▶ Schriftliche Aufgabe A: Worauf beruht laut dem Text das Bedürfnis, dass jedes Kind einer Familie eine zum gemeinsamen Spielraum hin offene Bettnische haben sollte? Antworte in ein bis drei Sätzen.

▶ Text:
┏━━

Der wertvolle Raum um das Bett herum dient lediglich als Zugang zum Bett. Und all die anderen Funktionen - das Ankleiden, Arbeiten und Aufbewahren persönlicher Gegenstände, die irgendwie in den Ecken des Schlafzimmers verstaut werden - brauchen in Wirklichkeit eigene Räume; die leeren Flächen, die das Bett freiläßt, eignen sich nicht dazu.

In GRUPPE VON BETTEN (143) haben wir uns bereits dafür ausgesprochen, daß jedes Kind in einer Familie eine zum gemeinsamen Spielraum hin offene Bettnische haben sollte. Dieses Bedürfnis basiert rein auf dem ausgewogenen Verhältnis von Gemeinschaft und Privatheit. Nun versuchen wir die Tatsache zu belegen, daß es für jeden im Haus besser ist, wenn einzelne Betten - nicht nur jene in Gruppen - in Nischen stehen statt in Schlafzimmern. Dafür gibt es zwei Gründe.

┗━━

▶ Schriftliche Aufgabe B: Stelle den Abschnitt der Einträge, der mit der Zeile beginnt, die „In this exercise you will indicate the steel“ enthält, und mit der Zeile endet, die „x=704, y=410“ enthält, als JSON-Liste von Strings dar: eine pro Zeile, beide Endzeilen eingeschlossen, Leerzeilen ausgelassen. Lass die Bilder in der Antwort weg.

▶ Einträge:

┏━━

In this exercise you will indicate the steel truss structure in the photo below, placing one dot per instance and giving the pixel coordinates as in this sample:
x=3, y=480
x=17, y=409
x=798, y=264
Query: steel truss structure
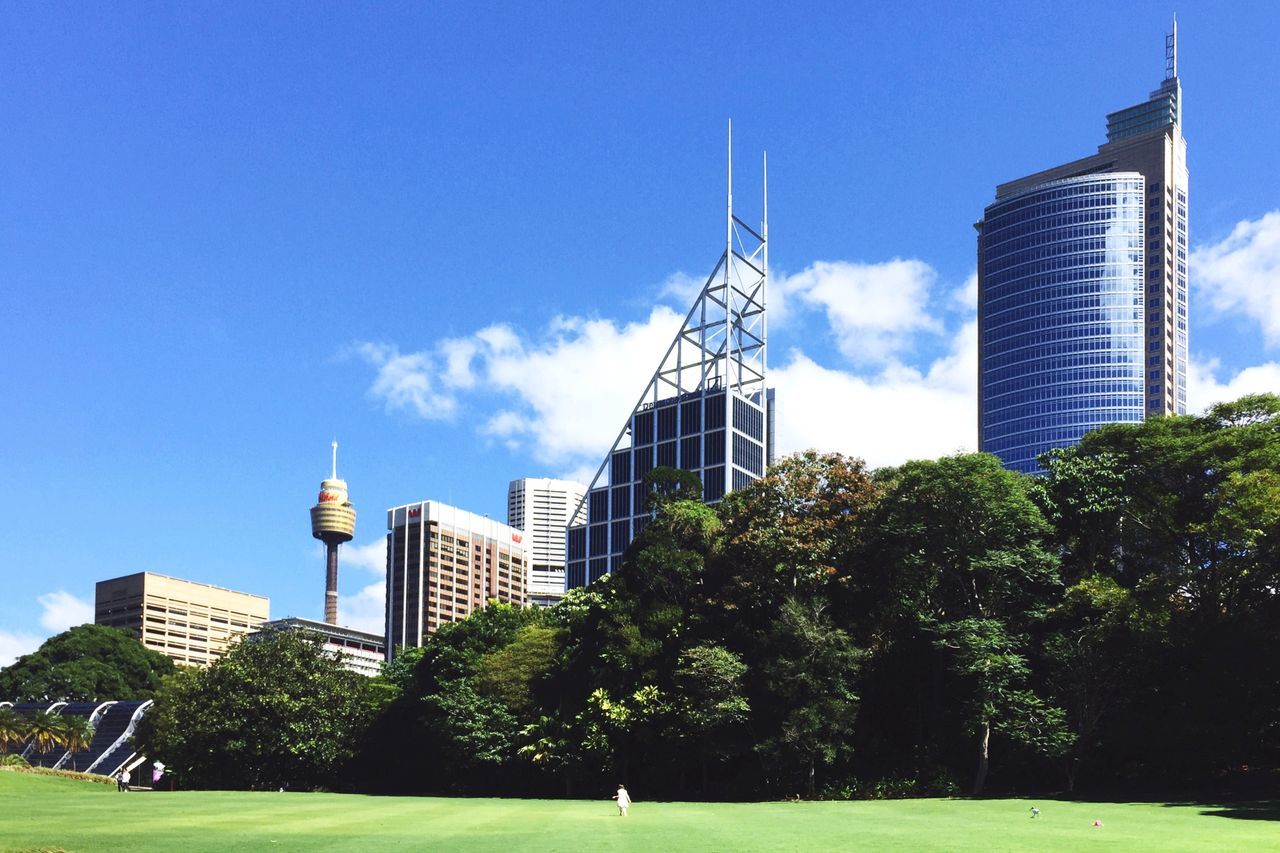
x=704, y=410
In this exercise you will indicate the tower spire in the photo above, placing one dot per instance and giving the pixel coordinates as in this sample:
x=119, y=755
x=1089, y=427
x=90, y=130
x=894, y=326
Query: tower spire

┗━━
┏━━

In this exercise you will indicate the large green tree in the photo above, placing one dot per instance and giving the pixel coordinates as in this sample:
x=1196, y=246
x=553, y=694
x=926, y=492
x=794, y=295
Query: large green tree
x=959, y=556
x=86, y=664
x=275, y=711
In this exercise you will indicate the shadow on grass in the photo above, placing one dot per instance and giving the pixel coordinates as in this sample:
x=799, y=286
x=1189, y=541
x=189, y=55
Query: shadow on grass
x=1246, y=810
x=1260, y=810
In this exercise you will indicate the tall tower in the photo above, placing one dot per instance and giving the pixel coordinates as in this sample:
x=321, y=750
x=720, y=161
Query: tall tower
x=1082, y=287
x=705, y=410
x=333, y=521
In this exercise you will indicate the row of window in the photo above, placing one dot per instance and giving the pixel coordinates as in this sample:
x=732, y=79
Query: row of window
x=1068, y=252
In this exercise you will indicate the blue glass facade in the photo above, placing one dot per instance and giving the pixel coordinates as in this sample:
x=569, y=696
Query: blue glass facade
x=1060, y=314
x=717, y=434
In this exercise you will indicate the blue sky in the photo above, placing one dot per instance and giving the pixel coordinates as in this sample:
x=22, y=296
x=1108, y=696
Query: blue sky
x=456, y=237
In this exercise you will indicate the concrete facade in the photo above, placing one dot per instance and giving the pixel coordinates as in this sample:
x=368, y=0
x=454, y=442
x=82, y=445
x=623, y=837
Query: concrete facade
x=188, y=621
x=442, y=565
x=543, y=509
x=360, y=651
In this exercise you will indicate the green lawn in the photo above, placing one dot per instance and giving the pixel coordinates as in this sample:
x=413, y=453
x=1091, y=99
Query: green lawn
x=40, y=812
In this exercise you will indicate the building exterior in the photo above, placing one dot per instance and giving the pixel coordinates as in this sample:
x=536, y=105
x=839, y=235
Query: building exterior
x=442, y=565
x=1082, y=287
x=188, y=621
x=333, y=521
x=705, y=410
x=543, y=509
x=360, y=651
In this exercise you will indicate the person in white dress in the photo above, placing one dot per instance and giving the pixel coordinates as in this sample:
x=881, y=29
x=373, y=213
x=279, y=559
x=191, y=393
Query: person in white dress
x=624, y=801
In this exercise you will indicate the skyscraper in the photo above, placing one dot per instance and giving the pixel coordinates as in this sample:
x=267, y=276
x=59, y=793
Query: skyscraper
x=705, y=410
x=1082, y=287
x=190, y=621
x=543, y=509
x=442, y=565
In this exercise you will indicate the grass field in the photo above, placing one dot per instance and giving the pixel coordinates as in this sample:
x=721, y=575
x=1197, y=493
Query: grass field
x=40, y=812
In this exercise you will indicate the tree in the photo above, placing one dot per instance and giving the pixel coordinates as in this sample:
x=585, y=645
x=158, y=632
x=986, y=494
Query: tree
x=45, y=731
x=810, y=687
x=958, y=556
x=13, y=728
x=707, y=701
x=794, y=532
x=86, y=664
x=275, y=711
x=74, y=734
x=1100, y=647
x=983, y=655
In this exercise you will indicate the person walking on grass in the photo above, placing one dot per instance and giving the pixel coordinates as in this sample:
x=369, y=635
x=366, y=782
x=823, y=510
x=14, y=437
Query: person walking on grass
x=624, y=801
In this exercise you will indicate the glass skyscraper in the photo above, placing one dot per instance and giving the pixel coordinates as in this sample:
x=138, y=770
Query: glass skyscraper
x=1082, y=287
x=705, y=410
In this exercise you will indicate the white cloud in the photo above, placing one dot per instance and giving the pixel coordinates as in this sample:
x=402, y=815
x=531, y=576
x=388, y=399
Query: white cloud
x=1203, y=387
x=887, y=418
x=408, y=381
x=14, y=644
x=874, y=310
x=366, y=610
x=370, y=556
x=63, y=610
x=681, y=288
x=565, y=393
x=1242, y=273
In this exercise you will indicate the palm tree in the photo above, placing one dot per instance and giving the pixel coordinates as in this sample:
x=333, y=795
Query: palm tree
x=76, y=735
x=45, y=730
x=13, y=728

┗━━

▶ Lösung der Aufgabe A: Dieses Bedürfnis beruht laut dem Text rein auf dem ausgewogenen Verhältnis von Gemeinschaft und Privatheit.

▶ Lösung der Aufgabe B:
[
  "In this exercise you will indicate the steel truss structure in the photo below, placing one dot per instance and giving the pixel coordinates as in this sample:",
  "x=3, y=480",
  "x=17, y=409",
  "x=798, y=264",
  "Query: steel truss structure",
  "x=704, y=410"
]